_Bounding-box records_:
==*==
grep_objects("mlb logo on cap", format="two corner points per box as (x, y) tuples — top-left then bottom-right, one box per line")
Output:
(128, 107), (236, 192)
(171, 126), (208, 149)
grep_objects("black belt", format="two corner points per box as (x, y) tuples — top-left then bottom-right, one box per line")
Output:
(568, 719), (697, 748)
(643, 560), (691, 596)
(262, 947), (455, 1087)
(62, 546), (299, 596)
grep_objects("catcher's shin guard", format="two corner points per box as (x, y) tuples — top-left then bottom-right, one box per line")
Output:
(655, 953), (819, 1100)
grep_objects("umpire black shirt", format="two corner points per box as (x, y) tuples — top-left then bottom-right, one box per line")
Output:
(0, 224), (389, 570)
==*==
_Objective_:
Identify each line of the material above that contains the string "black" and copy those lines in full.

_Solution to the exercise_:
grep_objects("black belt", format="two corner points per box as (x, y) tuples — top-left then bottom-right, one box per line")
grep_objects("umpire black shirt", format="two corner points per box as (x, y) tuples — top-left then bottom-right, one box per line")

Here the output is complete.